→ **What is being asked**
Copy the listing below letter for letter, passing over each picture.

→ **Given entries**
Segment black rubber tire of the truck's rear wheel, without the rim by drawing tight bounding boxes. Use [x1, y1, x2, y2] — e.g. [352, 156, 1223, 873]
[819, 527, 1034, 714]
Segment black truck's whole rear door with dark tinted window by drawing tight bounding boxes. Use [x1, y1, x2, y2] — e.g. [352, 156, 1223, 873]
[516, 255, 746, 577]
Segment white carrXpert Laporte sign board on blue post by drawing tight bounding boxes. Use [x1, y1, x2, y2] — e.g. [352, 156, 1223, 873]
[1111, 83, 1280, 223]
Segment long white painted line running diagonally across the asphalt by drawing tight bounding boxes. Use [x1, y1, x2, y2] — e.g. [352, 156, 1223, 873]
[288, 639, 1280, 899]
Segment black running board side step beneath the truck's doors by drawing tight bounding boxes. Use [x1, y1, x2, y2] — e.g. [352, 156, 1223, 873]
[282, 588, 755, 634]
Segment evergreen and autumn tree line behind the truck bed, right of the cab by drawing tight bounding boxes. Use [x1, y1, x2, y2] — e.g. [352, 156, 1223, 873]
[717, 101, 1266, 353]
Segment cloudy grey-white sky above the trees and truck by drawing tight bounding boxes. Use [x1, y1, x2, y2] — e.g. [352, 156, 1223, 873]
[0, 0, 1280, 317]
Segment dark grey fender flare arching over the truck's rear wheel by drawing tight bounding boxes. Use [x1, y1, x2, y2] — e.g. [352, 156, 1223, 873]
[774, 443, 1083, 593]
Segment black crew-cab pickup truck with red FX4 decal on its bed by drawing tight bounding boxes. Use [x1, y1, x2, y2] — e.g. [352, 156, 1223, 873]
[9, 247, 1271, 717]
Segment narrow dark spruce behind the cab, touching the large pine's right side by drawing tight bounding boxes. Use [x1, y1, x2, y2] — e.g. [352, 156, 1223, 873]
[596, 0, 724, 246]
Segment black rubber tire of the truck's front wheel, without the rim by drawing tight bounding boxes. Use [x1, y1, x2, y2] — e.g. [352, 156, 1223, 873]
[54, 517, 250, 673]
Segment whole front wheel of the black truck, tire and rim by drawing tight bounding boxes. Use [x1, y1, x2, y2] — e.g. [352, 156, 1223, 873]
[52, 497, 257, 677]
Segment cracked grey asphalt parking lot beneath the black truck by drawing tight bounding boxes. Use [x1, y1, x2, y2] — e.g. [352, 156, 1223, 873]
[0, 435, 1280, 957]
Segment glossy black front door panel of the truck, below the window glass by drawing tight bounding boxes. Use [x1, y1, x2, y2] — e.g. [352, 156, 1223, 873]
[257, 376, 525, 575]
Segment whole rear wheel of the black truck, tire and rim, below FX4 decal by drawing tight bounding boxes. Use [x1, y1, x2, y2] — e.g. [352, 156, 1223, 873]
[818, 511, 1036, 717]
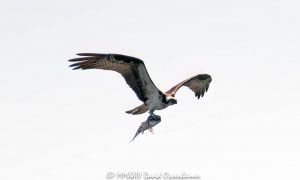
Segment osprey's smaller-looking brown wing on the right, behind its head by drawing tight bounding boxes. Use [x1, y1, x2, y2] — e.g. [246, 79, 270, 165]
[166, 74, 212, 99]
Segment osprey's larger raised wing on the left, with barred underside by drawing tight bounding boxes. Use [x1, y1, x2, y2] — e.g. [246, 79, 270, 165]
[69, 53, 159, 102]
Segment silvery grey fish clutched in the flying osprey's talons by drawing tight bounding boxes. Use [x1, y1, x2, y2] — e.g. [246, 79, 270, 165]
[130, 114, 161, 142]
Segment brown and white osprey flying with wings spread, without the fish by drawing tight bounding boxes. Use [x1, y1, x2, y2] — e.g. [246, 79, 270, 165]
[69, 53, 212, 116]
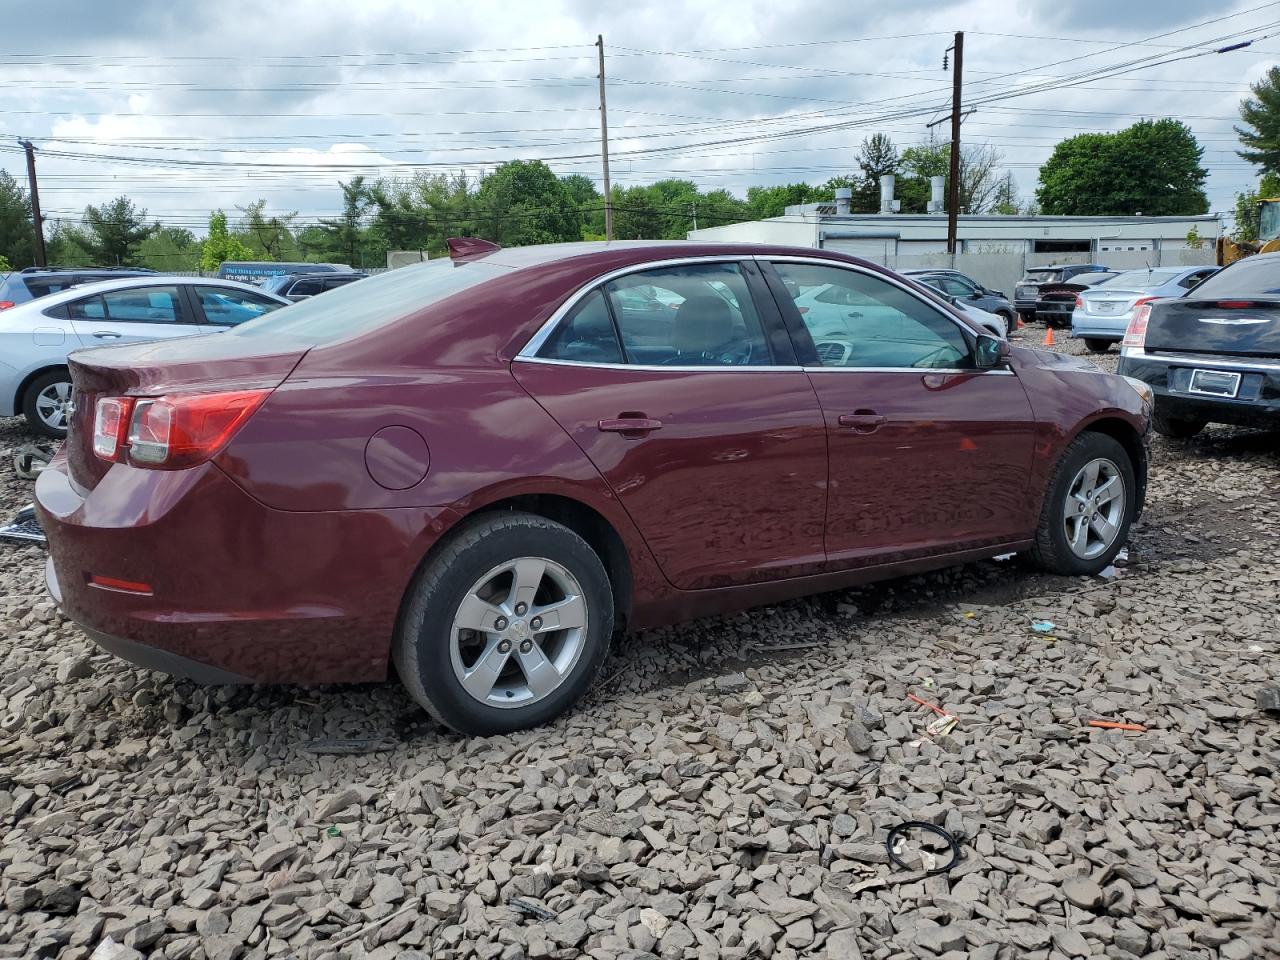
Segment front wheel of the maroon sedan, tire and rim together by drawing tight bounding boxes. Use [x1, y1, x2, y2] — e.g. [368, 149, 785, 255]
[1032, 431, 1138, 576]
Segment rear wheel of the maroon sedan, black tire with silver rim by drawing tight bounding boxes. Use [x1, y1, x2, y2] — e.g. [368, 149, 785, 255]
[392, 513, 613, 736]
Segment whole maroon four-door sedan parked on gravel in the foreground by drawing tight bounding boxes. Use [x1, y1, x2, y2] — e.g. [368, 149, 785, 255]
[36, 241, 1149, 733]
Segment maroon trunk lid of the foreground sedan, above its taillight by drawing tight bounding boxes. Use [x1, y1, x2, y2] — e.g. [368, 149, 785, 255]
[65, 335, 310, 489]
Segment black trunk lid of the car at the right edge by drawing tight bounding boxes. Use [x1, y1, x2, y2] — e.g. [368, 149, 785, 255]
[1144, 297, 1280, 357]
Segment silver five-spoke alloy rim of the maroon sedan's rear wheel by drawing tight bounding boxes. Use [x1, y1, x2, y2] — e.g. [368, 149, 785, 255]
[449, 557, 588, 708]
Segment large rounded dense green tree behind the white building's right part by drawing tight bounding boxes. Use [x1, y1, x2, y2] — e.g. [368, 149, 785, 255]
[1036, 119, 1208, 216]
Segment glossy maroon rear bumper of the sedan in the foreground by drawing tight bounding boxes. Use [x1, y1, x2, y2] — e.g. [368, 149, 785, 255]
[36, 457, 460, 684]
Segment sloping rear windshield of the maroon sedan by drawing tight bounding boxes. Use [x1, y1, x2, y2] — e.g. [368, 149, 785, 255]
[225, 257, 509, 343]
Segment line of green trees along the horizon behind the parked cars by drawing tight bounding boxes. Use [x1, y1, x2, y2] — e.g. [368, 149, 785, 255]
[0, 112, 1228, 271]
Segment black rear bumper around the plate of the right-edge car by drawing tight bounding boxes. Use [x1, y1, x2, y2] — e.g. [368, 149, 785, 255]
[1116, 348, 1280, 428]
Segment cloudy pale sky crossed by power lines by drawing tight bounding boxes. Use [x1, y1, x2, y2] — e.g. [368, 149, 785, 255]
[0, 0, 1280, 233]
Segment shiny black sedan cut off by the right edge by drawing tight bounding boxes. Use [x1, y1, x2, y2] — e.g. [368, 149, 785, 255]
[1119, 253, 1280, 438]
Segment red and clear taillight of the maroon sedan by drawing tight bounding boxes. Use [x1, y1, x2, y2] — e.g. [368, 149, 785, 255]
[93, 389, 271, 470]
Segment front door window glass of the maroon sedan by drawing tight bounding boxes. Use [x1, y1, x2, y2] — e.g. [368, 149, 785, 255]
[774, 262, 973, 369]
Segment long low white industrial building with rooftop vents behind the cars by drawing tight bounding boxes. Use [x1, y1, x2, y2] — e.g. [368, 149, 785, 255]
[689, 178, 1222, 291]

→ **Result below**
Segment black rubber tire of the truck's rear wheel, without the rim by drawing tight bounding boxes. Use [x1, y1, x2, y2] — e.g. [352, 156, 1223, 873]
[819, 527, 1034, 714]
Segment black truck's whole rear door with dark tinted window by drawing tight bounding boxes. Use [x1, y1, x2, y2] — e.g. [352, 156, 1223, 873]
[516, 255, 746, 577]
Segment white carrXpert Laporte sign board on blue post by drawing tight bounding boxes. Use [x1, y1, x2, y2] — e.g. [352, 156, 1223, 873]
[1111, 83, 1280, 223]
Segment long white painted line running diagonally across the asphalt by drawing tight bounding boxes. Use [x1, y1, x2, y2] — e.g. [352, 156, 1223, 873]
[288, 639, 1280, 899]
Segment black running board side step beneath the truck's doors by drawing tight bounding boxes. Use [x1, y1, x2, y2] — e.g. [352, 156, 1223, 873]
[282, 588, 755, 634]
Segment evergreen and autumn tree line behind the truck bed, right of the cab by drawing tight bounding boxes. Use [x1, y1, x2, y2] — e.g. [352, 156, 1223, 873]
[717, 101, 1266, 353]
Segment cloudy grey-white sky above the trees and truck by drawing tight bounding boxes. Use [x1, y1, x2, y2] — e.g. [352, 156, 1223, 873]
[0, 0, 1280, 317]
Segment dark grey fender flare arching over the truck's rear wheel by drawing tight bounding boxes. Use [x1, y1, x2, y2] — e.g. [352, 156, 1223, 873]
[774, 443, 1083, 593]
Segment black crew-cab pickup truck with red FX4 decal on its bed by drawing tight bounding boxes. Use [x1, y1, x2, y2] — e.g. [352, 156, 1223, 873]
[9, 247, 1271, 717]
Segment narrow dark spruce behind the cab, touching the large pine's right side by drawing tight bounding boxes. Use [x1, y1, x2, y2] — e.g. [352, 156, 1223, 873]
[596, 0, 724, 246]
Segment black rubber tire of the truck's front wheel, without the rim by drawing tight bounding boxes. Use [x1, y1, x2, y2] — e.g. [352, 156, 1223, 873]
[54, 517, 250, 673]
Segment whole front wheel of the black truck, tire and rim by drawing tight bounding boxes. Use [x1, y1, x2, y2] — e.g. [352, 156, 1223, 873]
[52, 497, 257, 677]
Segment cracked grey asphalt parking lot beneath the black truck by drawing tight bounding boxes. Use [x1, y1, x2, y2] — e.g. [352, 156, 1223, 873]
[0, 435, 1280, 957]
Segment glossy black front door panel of the truck, below the window glass by drawing tight bounding boxes. Use [x1, y1, x2, y2] — e.g. [352, 156, 1223, 873]
[257, 376, 525, 575]
Segment whole rear wheel of the black truck, tire and rim, below FX4 decal by drawing tight bounding boxes. Use [x1, y1, x2, y2] — e.g. [352, 156, 1223, 873]
[818, 511, 1036, 717]
Segment osprey's smaller-looking brown wing on the right, behind its head by drawing tight bounding boxes. Use [x1, y1, x2, y2] — e.g. [246, 79, 270, 165]
[166, 74, 212, 99]
Segment osprey's larger raised wing on the left, with barred underside by drawing tight bounding boxes. Use [x1, y1, x2, y2] — e.g. [246, 79, 270, 165]
[69, 53, 159, 102]
Segment silvery grey fish clutched in the flying osprey's talons by drawing tight bounding boxes. Use [x1, y1, x2, y2] — e.g. [246, 79, 270, 165]
[130, 114, 161, 142]
Segment brown and white osprey flying with wings spread, without the fish by drawing tight bounding boxes. Use [x1, y1, x2, y2] — e.g. [246, 79, 270, 165]
[69, 53, 212, 116]
Segment front wheel of the maroon sedan, tire and rim together by drawing tight bounding boxes. Use [x1, y1, x2, y2] — e.g. [368, 149, 785, 255]
[1032, 431, 1138, 576]
Segment rear wheel of the maroon sedan, black tire with silver rim by drawing tight bounding boxes. Use [x1, y1, x2, y2] — e.g. [368, 149, 785, 255]
[392, 513, 613, 736]
Segment whole maroon four-door sedan parked on gravel in the foreground by drawing tight bounding boxes. Use [x1, y1, x2, y2] — e.g. [368, 149, 785, 255]
[36, 241, 1149, 733]
Segment maroon trunk lid of the foreground sedan, above its taillight by drawing tight bounding boxes. Use [x1, y1, x2, y2] — e.g. [368, 149, 785, 255]
[65, 335, 310, 489]
Segment black trunk lid of the car at the right edge by drawing tight bounding boxes. Use [x1, y1, x2, y2] — e.g. [368, 149, 785, 255]
[1144, 297, 1280, 357]
Segment silver five-spoke alloy rim of the maroon sedan's rear wheel by drawing tight bounding boxes. Use [x1, y1, x2, y2] — e.g. [368, 149, 785, 255]
[449, 557, 588, 708]
Segment large rounded dense green tree behind the white building's right part by drawing tight bounding boxes. Use [x1, y1, x2, y2] — e.g. [368, 149, 785, 255]
[1036, 119, 1208, 216]
Segment glossy maroon rear bumper of the sedan in the foreground by drawing tight bounding boxes. Use [x1, y1, x2, y2] — e.g. [368, 149, 785, 255]
[36, 457, 460, 684]
Segment sloping rear windshield of the maroon sedan by drawing tight bounding boxes. Use [x1, y1, x2, y2] — e.g. [368, 149, 785, 255]
[225, 257, 509, 343]
Segment line of green trees along the horizon behind the parked cars by drawing tight bounding boxes. Use [x1, y1, x2, y2] — e.g. [368, 149, 785, 255]
[0, 112, 1228, 271]
Segment black rear bumper around the plate of the right-edge car by drawing tight bounding boxes. Use [x1, y1, x2, y2] — e.g. [368, 149, 785, 255]
[1116, 348, 1280, 428]
Segment cloudy pale sky crossed by power lines by drawing tight bounding boxes. Use [x1, y1, x2, y2] — e.g. [368, 149, 785, 255]
[0, 0, 1280, 233]
Segment shiny black sedan cut off by the right edge by drawing tight bounding boxes. Use [x1, y1, x2, y2] — e.g. [368, 149, 785, 255]
[1119, 253, 1280, 438]
Segment red and clear taillight of the maroon sedan by drawing tight bounding boxes. Use [x1, y1, x2, y2] — e.g. [368, 149, 785, 255]
[93, 389, 271, 470]
Segment front door window glass of the maroon sedan by drawing tight bounding boxes. Use [x1, y1, x2, y2] — e.g. [368, 149, 785, 255]
[774, 262, 973, 369]
Segment long low white industrial building with rooftop vents behind the cars by drawing tight bounding boxes. Use [x1, y1, x2, y2] — e.g. [368, 149, 785, 255]
[689, 178, 1222, 291]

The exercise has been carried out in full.